---- RECORD EXCERPTS

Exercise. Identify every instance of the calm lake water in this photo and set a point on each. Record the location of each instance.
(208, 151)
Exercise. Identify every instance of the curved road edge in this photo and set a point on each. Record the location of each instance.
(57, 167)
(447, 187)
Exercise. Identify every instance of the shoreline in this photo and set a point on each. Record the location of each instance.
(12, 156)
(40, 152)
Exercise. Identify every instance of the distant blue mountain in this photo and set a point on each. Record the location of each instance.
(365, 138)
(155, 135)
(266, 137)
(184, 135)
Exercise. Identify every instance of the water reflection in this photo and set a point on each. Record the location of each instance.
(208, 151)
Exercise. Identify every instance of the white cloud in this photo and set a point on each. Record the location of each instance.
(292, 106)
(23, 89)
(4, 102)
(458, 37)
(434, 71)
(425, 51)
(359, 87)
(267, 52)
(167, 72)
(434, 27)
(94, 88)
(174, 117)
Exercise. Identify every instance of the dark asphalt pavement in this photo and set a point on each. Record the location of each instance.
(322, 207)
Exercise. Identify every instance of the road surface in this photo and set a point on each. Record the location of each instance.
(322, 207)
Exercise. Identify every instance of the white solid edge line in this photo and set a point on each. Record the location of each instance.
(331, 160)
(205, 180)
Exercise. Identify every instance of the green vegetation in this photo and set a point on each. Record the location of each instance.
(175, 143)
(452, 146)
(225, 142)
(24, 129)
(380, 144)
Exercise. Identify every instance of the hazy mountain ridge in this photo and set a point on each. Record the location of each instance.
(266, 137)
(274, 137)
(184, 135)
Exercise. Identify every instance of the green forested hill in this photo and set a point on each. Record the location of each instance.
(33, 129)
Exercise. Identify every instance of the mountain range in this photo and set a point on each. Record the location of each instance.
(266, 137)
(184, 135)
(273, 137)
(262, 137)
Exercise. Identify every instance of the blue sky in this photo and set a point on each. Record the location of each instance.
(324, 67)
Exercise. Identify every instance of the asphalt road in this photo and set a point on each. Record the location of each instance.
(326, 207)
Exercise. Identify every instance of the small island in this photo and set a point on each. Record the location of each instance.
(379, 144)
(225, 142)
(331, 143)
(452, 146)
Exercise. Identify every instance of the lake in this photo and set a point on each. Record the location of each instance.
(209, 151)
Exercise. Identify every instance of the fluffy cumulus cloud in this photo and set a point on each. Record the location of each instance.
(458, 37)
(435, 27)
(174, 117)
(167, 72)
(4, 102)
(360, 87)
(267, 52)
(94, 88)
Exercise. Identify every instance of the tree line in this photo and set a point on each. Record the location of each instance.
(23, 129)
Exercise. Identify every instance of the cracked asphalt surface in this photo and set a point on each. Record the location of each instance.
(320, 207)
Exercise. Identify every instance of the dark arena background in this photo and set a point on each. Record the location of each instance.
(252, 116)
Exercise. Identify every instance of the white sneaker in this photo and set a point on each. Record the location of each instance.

--------

AIM:
Write out the whole listing exactly.

FULL OUTPUT:
Exercise. Identify every instance of the calm lake water in this photo and set a point on each. Record the location of each instance.
(208, 151)
Exercise. Identify every instance of the curved road edge in this photo and set a point on each. Record the location of each instance.
(57, 167)
(447, 187)
Exercise. Identify every instance of the shoreline in this photo and set a point on each. Record the location of each instance.
(12, 156)
(40, 152)
Exercise. Identify every instance of the distant blue mountain in this photo and set a point on each. Record the location of each instance.
(365, 138)
(155, 135)
(266, 137)
(184, 135)
Exercise. Identify every instance of the water reflection in this photo and set a point on each. Record the location of each instance.
(208, 151)
Exercise. Identify every instance of the white cloud in this photo and set a point on each. Record the location of each instance.
(292, 106)
(23, 89)
(4, 102)
(458, 37)
(434, 71)
(425, 51)
(359, 87)
(267, 52)
(167, 72)
(434, 27)
(94, 88)
(174, 117)
Exercise. Identify every instance of the dark asphalt pavement in this photo and set a point on each. Record the location of each instance.
(322, 207)
Exercise. Identify every instance of the road surface in this photo and set a point on each. Record the location of each instance.
(322, 207)
Exercise. Identify every instance of the white solid edge line in this photo and set a point on each. Record the location of each instance.
(331, 160)
(205, 180)
Exercise. Identify every instance of the green vegetation in this photo and set a point on each. Record the location of each instance.
(175, 143)
(452, 146)
(225, 142)
(24, 129)
(380, 144)
Exercise. Identify every instance of the hazy mountain ridge in this photo and set a point on each. Record the location of each instance.
(266, 137)
(274, 137)
(184, 135)
Exercise. Identify every instance of the green forested hill in this photo and set a point on each. Record the location of each instance.
(33, 129)
Exercise. Identify every instance of the mountain range in this photo and set a point on each. Record the location of each instance.
(266, 137)
(184, 135)
(273, 137)
(262, 137)
Exercise. Identify every instance of the blue sky in this photo and set a point on each. Record the location of each instance.
(324, 67)
Exercise. Identify every instance of the asphalt road in this photo and set a point on each. Record the location of each instance.
(326, 207)
Exercise. Identify every instance of the small island in this photo and set a point on each. Record the location of each instance.
(379, 144)
(225, 142)
(331, 143)
(452, 146)
Exercise. Identify every instance of the lake in this photo and set a point on each. Record the location of each instance.
(209, 151)
Exercise. Identify every instance of the fluffy cumulus cloud in this photo and set a point on each. Record the location of each instance.
(458, 37)
(435, 27)
(174, 117)
(167, 72)
(4, 102)
(360, 87)
(267, 52)
(94, 88)
Exercise. Identify every instance of the tree line in this photo and set a point on each. Record the location of each instance.
(23, 129)
Exercise. Identify every instance of the cracked asphalt surface in this photo and set a point on each. Record the location of each instance.
(320, 207)
Exercise. Identify every instance of the dark arena background in this photo and set a point on each. Record the location of each instance.
(252, 116)
Exercise. Identify every instance of the white sneaker in this photo and set a point on each. Record the location of each instance.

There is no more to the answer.